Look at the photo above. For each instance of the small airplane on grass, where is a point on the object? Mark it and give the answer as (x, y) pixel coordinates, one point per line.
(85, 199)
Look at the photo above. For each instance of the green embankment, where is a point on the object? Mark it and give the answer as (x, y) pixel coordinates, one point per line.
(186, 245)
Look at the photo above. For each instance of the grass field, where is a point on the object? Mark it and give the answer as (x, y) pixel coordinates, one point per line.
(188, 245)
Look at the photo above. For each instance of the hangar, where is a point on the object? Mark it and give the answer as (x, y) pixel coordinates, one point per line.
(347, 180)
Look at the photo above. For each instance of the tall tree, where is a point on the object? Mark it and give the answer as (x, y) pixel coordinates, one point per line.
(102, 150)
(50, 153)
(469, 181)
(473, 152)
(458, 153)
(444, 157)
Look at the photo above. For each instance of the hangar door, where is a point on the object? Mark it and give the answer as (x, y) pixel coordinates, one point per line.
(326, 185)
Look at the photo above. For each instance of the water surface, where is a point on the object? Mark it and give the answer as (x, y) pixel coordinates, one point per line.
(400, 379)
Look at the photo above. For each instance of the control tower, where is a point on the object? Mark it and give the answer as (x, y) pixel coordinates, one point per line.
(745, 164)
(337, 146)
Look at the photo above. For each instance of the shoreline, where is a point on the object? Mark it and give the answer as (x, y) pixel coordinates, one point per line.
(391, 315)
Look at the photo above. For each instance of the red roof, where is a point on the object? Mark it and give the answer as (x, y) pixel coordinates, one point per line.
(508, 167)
.....
#### [Aim]
Reproduce the lines word for word, starting at the one holding "Look at the photo above. For each instance of the tall" and ending at the final line of the material above.

#### [The answer]
Look at the photo above. For each instance of the tall tree, where is a point on the object? Mark it and give the answer as (x, y) pixel coordinates, one point per line.
(102, 150)
(50, 153)
(469, 181)
(473, 152)
(458, 153)
(444, 157)
Look at the photo above. For each instance of the hangar door, where is a point on the object? Mark it and give the answer as (x, y) pixel coordinates, one point per line.
(326, 185)
Look at the photo above. For each instance of the water surface, where is a point on the object? Mark it and give the answer as (x, y) pixel coordinates, one point per line.
(400, 379)
Look at the photo above. For each instance of the control tower, where is a point on the object? Mark it and give the answer as (x, y) pixel coordinates, one point per line.
(745, 164)
(337, 146)
Look at the photo above. For each instance of the shoreline, where is a point on the object? Mark it and give the answer as (x, y) pixel coordinates, one point per line.
(391, 315)
Look at the photo above. For each instance of the red roof, where is a point on the object? Mark it and give the answer as (x, y) pixel coordinates, one point per line.
(508, 167)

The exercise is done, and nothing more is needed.